### SELECTED PASSAGE

★ ★ ★ ★ ★ ★ ★

How satisfied are your clients, overall, with your performance? What does customer satisfaction mainly depend on? What does it depend on less? What ideas do you have to increase customer satisfaction? Which of your competitors do your customers think are particularly exemplary?

Measuring customer satisfaction is a multi-step process. You usually start with a definition of your target group. To do this, customers are categorized into groups. For example a differentiation according to job function could include the following groups: buyers, sales engineers, technical planners, factory managers, quality controllers.

It is important to know which group is being surveyed as different groups may assess your performance differently. For example, the client satisfaction measurement of a printing press manufacturer shows how different the degree of client satisfaction can be in the function areas. In a survey only 52% of standards and quality assurance specialists were satisfied but 96% of buyers were satisfied. This company therefore introduced a series of internal sales training seminars to raise awareness of the issues identified to focus on improving its service to the standards and quality assurance specialists.

When deciding who to survey a basic distinction also has to be made between asking your existing customers, surveying former clients, as well as asking for feedback from clients of your current competitors. As well as defining the target groups, you need to determine the performance components that are to be analysed. Some performance factors may be common to all groups surveyed, whilst others may be group specific.

★ ★ ★ ★ ★ ★ ★

### INFORMATION SHOWN
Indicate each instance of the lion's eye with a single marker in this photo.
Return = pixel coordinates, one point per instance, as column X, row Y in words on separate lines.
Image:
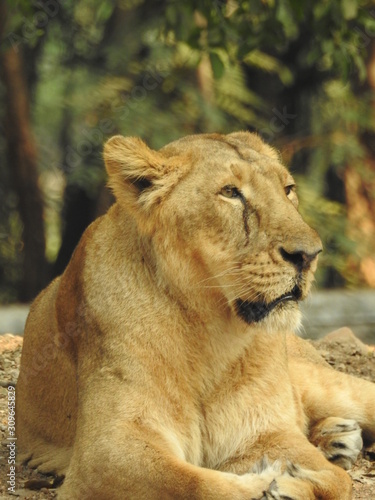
column 230, row 192
column 290, row 189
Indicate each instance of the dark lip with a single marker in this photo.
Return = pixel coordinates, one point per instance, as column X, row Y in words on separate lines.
column 253, row 312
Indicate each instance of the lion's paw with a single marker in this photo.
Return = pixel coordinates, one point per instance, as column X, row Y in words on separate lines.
column 294, row 484
column 339, row 439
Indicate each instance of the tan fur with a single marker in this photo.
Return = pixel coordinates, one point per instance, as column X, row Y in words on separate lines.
column 140, row 376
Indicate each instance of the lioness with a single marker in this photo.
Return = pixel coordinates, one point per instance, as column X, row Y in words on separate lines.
column 161, row 364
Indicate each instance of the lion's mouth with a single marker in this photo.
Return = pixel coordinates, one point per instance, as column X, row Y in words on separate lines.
column 253, row 312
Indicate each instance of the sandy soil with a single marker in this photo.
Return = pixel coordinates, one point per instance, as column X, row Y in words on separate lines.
column 343, row 351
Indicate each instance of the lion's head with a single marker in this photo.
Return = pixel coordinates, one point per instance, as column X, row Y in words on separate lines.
column 219, row 214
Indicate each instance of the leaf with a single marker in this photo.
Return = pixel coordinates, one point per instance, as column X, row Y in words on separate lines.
column 349, row 9
column 217, row 65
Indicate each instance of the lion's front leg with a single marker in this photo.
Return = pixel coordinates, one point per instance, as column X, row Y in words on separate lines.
column 326, row 393
column 118, row 456
column 305, row 472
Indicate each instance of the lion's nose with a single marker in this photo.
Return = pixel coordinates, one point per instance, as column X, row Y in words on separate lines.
column 300, row 258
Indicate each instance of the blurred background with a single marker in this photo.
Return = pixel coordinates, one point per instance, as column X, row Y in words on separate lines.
column 75, row 72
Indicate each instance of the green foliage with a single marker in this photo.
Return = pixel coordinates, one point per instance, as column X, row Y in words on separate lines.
column 166, row 69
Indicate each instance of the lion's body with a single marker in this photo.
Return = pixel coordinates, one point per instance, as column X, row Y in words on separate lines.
column 158, row 363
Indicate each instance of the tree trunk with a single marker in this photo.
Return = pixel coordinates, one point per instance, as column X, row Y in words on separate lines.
column 22, row 162
column 360, row 188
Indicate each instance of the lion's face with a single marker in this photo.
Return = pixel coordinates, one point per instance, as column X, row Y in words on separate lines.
column 223, row 210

★ ★ ★ ★ ★ ★ ★

### WHAT YOU ARE ASKED TO DO
Pick up the passage on measuring customer satisfaction after its last sentence and carry it forward.

### RESPONSE TO THIS EXERCISE
The next step involves deciding on the survey method. Whether this is over the phone, written or in person depends on costs and situation. If you need to carry out a quick customer survey, it is probably best to do this over the telephone. If the interviews are going to be longer and with a smaller target group, then personal interviews are the best.

A core problem of any written questionnaire is the number of responses you get. You can, however, do a lot to increase participation.

Show real interest. Make it obvious to the customer that your company wants to seriously discuss their ideas and use them to improve its performance. A pre-questionnaire letter from company management before sending off the actual questionnaire demonstrates interest.

Keep the expenditure down. A simple questionnaire (which takes ten to fifteen minutes to fill in) with simple questions, a clear structure and good layout increases the client's acceptance.

Show persistence. Following up your questionnaires (in writing, sending the questionnaire again, maybe even over the phone if the client has not replied) considerably improves the reply rate.

Practice individuality. It helps a lot if the letter which accompanies the questionnaire is fully personalised. In the age of database marketing, "Dear Sir/Madam" is no longer acceptable.

Care also needs to be taken over writing the right type of survey question to produce the information you need. The following examples show how your survey questions can be formulated.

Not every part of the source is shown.